*** Opening of Given text ***

- Crowdfunding has exploded as a way of raising money for needy individuals and groups.
- The websites may offer donors little guidance in navigating the tax implications of their gifts.
- Legally, those who give to some campaigns may be required to file a gift-tax return.
If the spate of recent national tragedies has tugged at your heartstrings and encouraged you to donate to a charitable crowdfunding campaign, beware: you're entering dicey legal territory.
That's because, in some cases, you may be required to file a gift-tax return, even if your donation was small in size, according to Martin Shenkman, founder of Fort Lee, New Jersey-based Shenkman Law.
Charitable crowdfunding campaigns have exploded in popularity in recent years.
According to a 2016 Pew Research Center report, 22 percent of American adults have contributed funds to crowdsourced fundraising project. The market for crowdfunding is expected to grow to greater than $300 billion by 2025, according to Fundly, a crowdfunding website that promotes itself as a platform to "raise money for anything."
Yet the realm of charitable crowdfunding is a legal Wild West, and rife with pitfalls for donors and recipients.
Shenkman said the gift-tax conundrum may arise when campaigns are organized by a friend or relative of the ultimate recipient, and the recipient will not be the one who withdraws funds.
Although the gift-tax exclusion allows individuals to give up to $14,000 to a given recipient, in 2017, without filing a gift-tax return, the money must be immediately available to the recipient to qualify for this exclusion (in legal parlance, it must be a gift of "present interest"). If crowdfunding donations can't be immediately withdrawn by the recipient, they may not pass this test, Shenkman said.
"You have this absurd result, that people who are giving small dollar amounts may actually have a gift-tax reporting requirement that they may violate," said Shenkman.
Another headache for donors: their contributions aren't deductible unless they donate to a qualified organization such as a 501(c)(3) nonprofit. That means you can't deduct an amount you donated to assist with an individual's medical bills, for example. Medical fundraising is the fastest-growing category on YouCaring, a platform for "compassionate crowdfunding," according to the company's website.
Crowdfunding websites provide varying levels of assistance to donors trying to navigate tax rules.
GoFundMe maintains a list of "Certified Charities" that have been verified as nonprofits, and automatically sends donors tax receipts for contributions to campaigns that benefit one of those charities. But the platform also allows recipients not on that list to describe their campaigns as a "charity" on its website.

*** Close of Given text ***

- [Requirement 1] Please translate this sentence from the crowdfunding article into Spanish: "Charitable crowdfunding campaigns have exploded in popularity in recent years."
- [Requirement 2] Carry on the article about crowdfunding and gift taxes, picking up right after its last sentence.

*** Opening of Stored data ***

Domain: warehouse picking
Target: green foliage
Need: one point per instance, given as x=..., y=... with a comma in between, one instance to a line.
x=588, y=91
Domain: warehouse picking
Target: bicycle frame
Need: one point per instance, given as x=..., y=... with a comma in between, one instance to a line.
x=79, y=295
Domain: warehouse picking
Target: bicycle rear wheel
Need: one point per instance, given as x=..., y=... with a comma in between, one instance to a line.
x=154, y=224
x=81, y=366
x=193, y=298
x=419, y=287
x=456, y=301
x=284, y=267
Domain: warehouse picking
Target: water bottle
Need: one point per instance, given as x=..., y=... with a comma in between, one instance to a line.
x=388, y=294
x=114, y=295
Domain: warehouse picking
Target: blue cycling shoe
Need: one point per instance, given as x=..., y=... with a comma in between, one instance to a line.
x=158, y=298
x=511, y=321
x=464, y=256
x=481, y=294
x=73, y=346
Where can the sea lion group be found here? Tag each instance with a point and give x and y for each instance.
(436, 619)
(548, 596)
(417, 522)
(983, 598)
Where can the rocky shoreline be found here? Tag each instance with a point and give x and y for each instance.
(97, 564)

*** Close of Stored data ***
*** Opening of Stored data ***

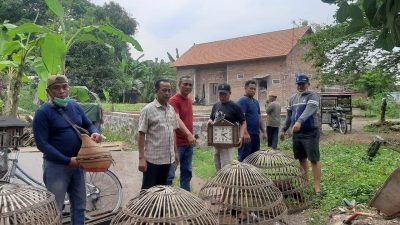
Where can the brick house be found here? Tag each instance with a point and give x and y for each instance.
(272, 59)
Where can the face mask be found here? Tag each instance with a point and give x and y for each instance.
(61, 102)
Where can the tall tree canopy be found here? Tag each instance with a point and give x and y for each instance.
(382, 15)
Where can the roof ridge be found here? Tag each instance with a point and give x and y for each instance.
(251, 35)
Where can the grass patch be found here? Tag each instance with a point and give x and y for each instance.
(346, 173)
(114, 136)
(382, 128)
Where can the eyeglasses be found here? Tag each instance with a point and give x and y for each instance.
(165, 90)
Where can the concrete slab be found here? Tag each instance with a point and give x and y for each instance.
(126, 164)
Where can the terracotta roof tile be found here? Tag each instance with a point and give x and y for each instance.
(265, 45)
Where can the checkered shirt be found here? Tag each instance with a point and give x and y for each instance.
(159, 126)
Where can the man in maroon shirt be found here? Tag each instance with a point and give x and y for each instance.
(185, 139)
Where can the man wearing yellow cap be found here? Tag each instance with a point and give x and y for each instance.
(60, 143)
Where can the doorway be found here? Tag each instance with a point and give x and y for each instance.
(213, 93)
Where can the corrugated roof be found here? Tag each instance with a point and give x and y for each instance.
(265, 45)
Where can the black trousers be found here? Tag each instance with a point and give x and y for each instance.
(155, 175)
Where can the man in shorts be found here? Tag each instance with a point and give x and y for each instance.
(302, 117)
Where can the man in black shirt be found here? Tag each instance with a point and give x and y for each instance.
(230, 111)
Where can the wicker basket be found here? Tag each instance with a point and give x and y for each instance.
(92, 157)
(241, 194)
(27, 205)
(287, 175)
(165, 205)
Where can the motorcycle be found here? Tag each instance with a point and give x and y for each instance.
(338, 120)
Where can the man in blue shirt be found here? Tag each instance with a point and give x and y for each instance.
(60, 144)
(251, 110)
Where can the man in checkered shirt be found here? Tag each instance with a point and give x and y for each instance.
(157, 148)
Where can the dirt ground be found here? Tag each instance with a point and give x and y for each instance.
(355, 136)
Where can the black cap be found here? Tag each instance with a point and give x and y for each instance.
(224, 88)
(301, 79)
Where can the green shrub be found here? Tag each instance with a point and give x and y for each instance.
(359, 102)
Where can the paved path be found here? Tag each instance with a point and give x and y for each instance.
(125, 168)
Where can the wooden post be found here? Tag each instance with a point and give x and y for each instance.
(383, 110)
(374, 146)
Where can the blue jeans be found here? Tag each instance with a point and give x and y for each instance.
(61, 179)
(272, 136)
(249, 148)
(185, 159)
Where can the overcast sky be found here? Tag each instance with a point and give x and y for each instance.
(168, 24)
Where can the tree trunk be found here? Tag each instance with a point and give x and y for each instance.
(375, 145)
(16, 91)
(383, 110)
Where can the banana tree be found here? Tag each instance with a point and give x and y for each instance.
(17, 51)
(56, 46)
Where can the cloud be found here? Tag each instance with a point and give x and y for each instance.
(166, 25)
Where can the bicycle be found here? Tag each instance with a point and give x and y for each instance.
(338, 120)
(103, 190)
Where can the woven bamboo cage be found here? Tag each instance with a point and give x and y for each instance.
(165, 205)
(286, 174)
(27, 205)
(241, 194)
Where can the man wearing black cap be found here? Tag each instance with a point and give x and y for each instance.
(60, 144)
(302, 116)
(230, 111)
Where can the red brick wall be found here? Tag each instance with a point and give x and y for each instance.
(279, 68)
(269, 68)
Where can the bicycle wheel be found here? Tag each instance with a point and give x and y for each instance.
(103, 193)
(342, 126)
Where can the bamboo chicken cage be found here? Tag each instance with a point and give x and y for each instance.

*** Close of Stored data ***

- [Response area 1] La popularidad de las campañas benéficas de micromecenazgo se ha disparado en los últimos años.

- [Response area 2]
The website of Generosity, a platform for "socially conscious fundraising" owned by Indiegogo, states that donors should contact campaign organizers to determine if donations are tax deductible. The website advertises campaigns that claim to benefit registered nonprofits alongside campaigns that make no such claims.
Donations can even create unintended headaches for recipients.
If a beneficiary receives means-tested government benefits such as Medicaid or Supplemental Security Income, then receiving a large cash inflow from a crowdfunding campaign could cause him or her to lose government benefits, said Jonathan Blattmachr, a principal at Pioneer Wealth Partners in New York and director of estate planning for Peak Trust Company. That could mean that, for example, funds from crowdfunding pay for medical expenses that Medicaid would otherwise have covered.
"You might think you're helping the recipient, but you're actually hurting her," Blattmachr said.
Raising funds on behalf of a supplemental or special needs trust, for individuals seeking help with medical bills, would circumvent the problem, Shenkman said.
Perhaps the biggest problem for donors, however, is the difficulty in evaluating whether funds will actually be used for the purposes described in a crowdfunding campaign's pitch.
GoFundMe, Indiegogo's Generosity and YouCaring all have procedures in place to guard against misuse of their platforms, according to spokespersons for each of the companies. But it's impossible for crowdfunding companies to thoroughly vet every organizer and recipient who uses their platforms, said Daniel Borochoff, founder of CharityWatch.
"It's convenient, and it's powerful because you can reach a lot of people quickly, but whether or not the money actually goes to its intended purpose is certainly not guaranteed," Borochoff said.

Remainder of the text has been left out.